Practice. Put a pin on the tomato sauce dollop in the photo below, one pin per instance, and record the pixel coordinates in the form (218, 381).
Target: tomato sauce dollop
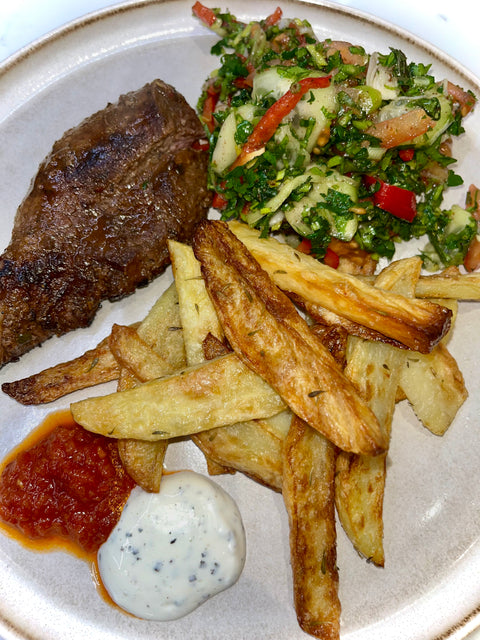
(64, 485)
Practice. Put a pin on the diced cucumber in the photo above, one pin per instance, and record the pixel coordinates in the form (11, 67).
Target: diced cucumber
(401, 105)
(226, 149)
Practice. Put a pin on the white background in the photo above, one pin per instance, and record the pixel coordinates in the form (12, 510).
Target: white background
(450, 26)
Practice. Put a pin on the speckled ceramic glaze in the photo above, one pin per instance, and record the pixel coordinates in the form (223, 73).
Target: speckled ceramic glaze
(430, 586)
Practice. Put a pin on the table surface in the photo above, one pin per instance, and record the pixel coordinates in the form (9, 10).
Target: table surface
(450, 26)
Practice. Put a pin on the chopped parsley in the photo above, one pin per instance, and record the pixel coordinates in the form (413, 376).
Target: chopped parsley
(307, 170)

***

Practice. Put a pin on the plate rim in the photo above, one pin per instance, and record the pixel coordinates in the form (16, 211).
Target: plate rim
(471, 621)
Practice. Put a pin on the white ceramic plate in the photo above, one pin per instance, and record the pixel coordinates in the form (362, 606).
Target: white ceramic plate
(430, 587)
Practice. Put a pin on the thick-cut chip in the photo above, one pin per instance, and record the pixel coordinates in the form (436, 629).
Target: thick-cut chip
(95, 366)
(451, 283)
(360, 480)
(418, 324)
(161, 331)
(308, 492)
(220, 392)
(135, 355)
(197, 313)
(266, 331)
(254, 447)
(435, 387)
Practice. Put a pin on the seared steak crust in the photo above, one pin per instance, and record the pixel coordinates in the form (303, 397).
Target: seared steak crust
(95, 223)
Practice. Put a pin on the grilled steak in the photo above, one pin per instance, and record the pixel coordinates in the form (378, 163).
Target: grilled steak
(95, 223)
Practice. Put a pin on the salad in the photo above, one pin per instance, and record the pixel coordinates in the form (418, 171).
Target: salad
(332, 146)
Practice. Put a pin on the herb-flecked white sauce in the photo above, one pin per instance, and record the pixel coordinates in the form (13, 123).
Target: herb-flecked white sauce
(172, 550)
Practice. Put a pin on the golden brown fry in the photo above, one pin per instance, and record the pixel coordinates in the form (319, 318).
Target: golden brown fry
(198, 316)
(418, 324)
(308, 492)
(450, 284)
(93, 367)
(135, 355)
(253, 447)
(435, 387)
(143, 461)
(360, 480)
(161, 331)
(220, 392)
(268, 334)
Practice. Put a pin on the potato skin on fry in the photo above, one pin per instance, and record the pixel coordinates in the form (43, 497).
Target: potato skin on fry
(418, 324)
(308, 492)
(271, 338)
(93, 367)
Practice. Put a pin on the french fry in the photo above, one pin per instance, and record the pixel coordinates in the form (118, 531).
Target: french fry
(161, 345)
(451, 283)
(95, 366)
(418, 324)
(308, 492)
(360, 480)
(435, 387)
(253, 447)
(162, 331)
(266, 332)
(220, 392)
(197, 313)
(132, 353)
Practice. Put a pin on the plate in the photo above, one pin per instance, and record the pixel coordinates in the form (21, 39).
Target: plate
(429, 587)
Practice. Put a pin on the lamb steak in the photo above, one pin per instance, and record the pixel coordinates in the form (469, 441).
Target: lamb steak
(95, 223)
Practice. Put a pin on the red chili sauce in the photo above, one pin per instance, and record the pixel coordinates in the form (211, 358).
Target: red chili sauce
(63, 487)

***

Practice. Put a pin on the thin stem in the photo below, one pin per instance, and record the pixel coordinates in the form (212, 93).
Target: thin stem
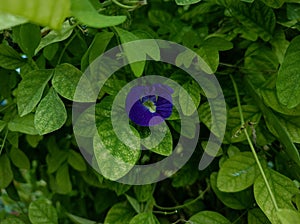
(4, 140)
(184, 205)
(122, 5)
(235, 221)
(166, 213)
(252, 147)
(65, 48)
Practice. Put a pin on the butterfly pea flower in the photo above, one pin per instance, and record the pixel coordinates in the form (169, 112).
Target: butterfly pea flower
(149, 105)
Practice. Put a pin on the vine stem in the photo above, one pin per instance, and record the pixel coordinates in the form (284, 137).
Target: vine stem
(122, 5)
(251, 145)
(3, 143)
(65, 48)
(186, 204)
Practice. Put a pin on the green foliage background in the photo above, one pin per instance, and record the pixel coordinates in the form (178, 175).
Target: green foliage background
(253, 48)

***

* _The problem_:
Locate each line in the material above that contains the string "stem", and copy every such line.

* _Solution for this problem_:
Practice. Put a pin on the thin stem in the photo below, one pin per instance, and record the pixel coordinates in the form (212, 93).
Target: thin stem
Practice. Put a pin on the vine stem in the photo above, one pin per instance, and record the pixel coordinates in the form (284, 137).
Target: vine stem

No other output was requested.